Make an exact copy of the lines below.

Items from a dataset:
───
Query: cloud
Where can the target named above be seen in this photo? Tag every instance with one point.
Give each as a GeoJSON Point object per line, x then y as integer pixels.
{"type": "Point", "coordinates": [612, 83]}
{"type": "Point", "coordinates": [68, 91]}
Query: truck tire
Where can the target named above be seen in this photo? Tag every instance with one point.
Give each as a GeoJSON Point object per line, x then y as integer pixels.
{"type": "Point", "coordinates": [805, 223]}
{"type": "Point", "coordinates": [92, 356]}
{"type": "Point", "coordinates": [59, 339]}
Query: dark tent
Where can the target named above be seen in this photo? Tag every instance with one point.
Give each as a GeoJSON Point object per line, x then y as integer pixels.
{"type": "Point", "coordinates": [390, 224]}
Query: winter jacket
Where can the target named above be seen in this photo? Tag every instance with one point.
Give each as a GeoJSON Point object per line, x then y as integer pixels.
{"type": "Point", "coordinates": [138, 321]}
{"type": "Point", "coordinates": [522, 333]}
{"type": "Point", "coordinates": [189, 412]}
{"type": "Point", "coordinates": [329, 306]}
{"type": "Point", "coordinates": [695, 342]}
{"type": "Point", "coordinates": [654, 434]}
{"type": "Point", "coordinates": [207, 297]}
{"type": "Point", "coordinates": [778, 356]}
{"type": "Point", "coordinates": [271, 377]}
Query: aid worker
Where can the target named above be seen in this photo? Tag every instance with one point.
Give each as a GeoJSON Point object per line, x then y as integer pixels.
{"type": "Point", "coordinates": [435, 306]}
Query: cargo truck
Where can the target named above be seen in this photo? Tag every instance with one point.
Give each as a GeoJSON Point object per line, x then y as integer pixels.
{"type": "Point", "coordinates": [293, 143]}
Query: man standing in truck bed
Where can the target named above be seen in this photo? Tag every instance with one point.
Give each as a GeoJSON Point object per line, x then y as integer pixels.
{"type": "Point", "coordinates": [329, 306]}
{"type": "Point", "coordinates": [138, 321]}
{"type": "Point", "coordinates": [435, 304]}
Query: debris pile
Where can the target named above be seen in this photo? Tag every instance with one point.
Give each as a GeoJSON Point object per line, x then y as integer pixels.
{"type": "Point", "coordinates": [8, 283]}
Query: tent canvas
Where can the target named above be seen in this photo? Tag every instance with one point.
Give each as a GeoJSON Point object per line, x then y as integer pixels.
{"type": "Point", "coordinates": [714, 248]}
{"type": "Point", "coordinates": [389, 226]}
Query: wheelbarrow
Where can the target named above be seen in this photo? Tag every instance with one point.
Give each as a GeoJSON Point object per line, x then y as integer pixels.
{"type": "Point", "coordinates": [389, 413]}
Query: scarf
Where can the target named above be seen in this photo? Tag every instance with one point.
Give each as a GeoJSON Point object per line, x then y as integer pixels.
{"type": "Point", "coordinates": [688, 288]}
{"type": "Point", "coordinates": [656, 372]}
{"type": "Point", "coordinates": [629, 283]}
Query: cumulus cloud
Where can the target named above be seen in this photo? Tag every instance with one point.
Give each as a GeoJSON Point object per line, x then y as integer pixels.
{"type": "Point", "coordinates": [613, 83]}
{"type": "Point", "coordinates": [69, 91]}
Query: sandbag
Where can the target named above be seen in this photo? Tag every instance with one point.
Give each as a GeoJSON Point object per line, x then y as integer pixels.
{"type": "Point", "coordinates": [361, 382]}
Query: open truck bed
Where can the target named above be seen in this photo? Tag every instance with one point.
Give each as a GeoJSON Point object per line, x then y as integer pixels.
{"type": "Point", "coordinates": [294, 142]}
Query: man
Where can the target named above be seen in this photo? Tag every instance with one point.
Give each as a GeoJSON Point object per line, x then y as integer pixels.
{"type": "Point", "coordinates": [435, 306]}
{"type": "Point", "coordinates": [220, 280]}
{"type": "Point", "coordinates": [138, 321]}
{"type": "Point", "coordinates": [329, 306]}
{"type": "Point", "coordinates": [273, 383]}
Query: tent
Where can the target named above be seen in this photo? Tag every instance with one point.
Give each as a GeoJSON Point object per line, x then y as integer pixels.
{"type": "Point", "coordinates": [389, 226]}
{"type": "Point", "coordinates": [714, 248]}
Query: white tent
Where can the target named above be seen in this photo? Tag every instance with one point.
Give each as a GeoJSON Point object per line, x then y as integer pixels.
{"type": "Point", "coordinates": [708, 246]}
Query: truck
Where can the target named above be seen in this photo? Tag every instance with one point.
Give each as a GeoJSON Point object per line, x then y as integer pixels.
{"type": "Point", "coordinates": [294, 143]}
───
> **TASK SOLUTION**:
Query: cloud
Where can the target named above be seen in this photo? Tag every instance with one point.
Give each as a GeoJSON Point object per line, x then y as integer pixels.
{"type": "Point", "coordinates": [612, 83]}
{"type": "Point", "coordinates": [68, 91]}
Query: truck tire
Where can the target named above be seen in this photo? Tag every instance with one point.
Give each as a GeoJSON Point object per line, x then y as integer pixels.
{"type": "Point", "coordinates": [805, 223]}
{"type": "Point", "coordinates": [92, 356]}
{"type": "Point", "coordinates": [59, 339]}
Query: dark tent
Where can the target named above be seen in this photo? Tag every instance with one point.
Give each as a GeoJSON Point object per line, x then y as integer pixels.
{"type": "Point", "coordinates": [390, 224]}
Query: winter jacket
Where can the target named above be seen in this photo? Tag every instance with one point.
Give each as a GeoJSON Point object per line, x then y as integer pixels.
{"type": "Point", "coordinates": [138, 321]}
{"type": "Point", "coordinates": [522, 333]}
{"type": "Point", "coordinates": [189, 412]}
{"type": "Point", "coordinates": [329, 306]}
{"type": "Point", "coordinates": [695, 342]}
{"type": "Point", "coordinates": [654, 434]}
{"type": "Point", "coordinates": [207, 297]}
{"type": "Point", "coordinates": [778, 356]}
{"type": "Point", "coordinates": [271, 377]}
Query: aid worker
Where can the target named above be seen in this photo? Tag every instance with one point.
Give each as a GeoJSON Point object per line, x then y as integer pixels.
{"type": "Point", "coordinates": [435, 306]}
Query: cargo truck
Where can the target named above be seen in this photo? Tag every instance with one point.
Give each as a GeoJSON Point object per line, x then y as integer pixels.
{"type": "Point", "coordinates": [293, 143]}
Query: man standing in truck bed
Where can the target named above be seen in this photo? Tag every instance with one point.
Give each as a GeoJSON Point object per line, x then y as integer pixels.
{"type": "Point", "coordinates": [329, 306]}
{"type": "Point", "coordinates": [138, 321]}
{"type": "Point", "coordinates": [435, 304]}
Query: debris pile
Where can the target named above be seen in this photo? Tag every instance with one point.
Give each as a GeoJSON Point object per line, x then y as integer pixels.
{"type": "Point", "coordinates": [8, 283]}
Query: tent canvas
Where can the target named above be seen in this photo? Tag every instance with one point.
Give each as a GeoJSON Point object per line, x then y as integer pixels.
{"type": "Point", "coordinates": [714, 248]}
{"type": "Point", "coordinates": [389, 226]}
Query: wheelbarrow
Where can the target named above be seen in this photo? Tag every instance with one point.
Give each as a GeoJSON Point object per line, x then y as integer pixels.
{"type": "Point", "coordinates": [389, 413]}
Query: scarf
Where can the target named above be seen in this photo? Tag every instance with one point.
Give each as a GeoJSON Point object per line, x then y as integer pixels.
{"type": "Point", "coordinates": [688, 288]}
{"type": "Point", "coordinates": [656, 372]}
{"type": "Point", "coordinates": [629, 283]}
Query: cumulus cloud
Where can the target named above be seen in this photo? Tag every instance with one point.
Give each as a GeoJSON Point object per line, x then y as integer pixels.
{"type": "Point", "coordinates": [613, 83]}
{"type": "Point", "coordinates": [69, 91]}
Query: sandbag
Where can the target named above be seen in this photo? Tag every instance with one point.
Give each as a GeoJSON Point object per line, x then y as integer pixels.
{"type": "Point", "coordinates": [361, 382]}
Query: open truck bed
Where can the target named above be seen in this photo? Tag every instance with one point.
Give each as a GeoJSON Point object per line, x then y as integer pixels.
{"type": "Point", "coordinates": [294, 142]}
Query: man
Where can the target named above be seen in this photo? Tag every instance with one point.
Give each as a GeoJSON Point object per line, x then y as integer pixels.
{"type": "Point", "coordinates": [435, 306]}
{"type": "Point", "coordinates": [220, 280]}
{"type": "Point", "coordinates": [138, 321]}
{"type": "Point", "coordinates": [329, 306]}
{"type": "Point", "coordinates": [273, 383]}
Query: tent
Where can the target named above be seen in this photo? Tag every instance with one point.
Give each as a GeoJSON Point object per line, x then y as integer pixels.
{"type": "Point", "coordinates": [389, 226]}
{"type": "Point", "coordinates": [714, 248]}
Query: white tent
Where can the target named above be seen in this photo? Tag every instance with one point.
Give each as a GeoJSON Point object per line, x then y as integer pixels.
{"type": "Point", "coordinates": [708, 246]}
Query: truck
Where can the target named above be seen in this photo? Tag every instance with one point.
Give each as a GeoJSON Point object per line, x then y as integer pixels.
{"type": "Point", "coordinates": [294, 143]}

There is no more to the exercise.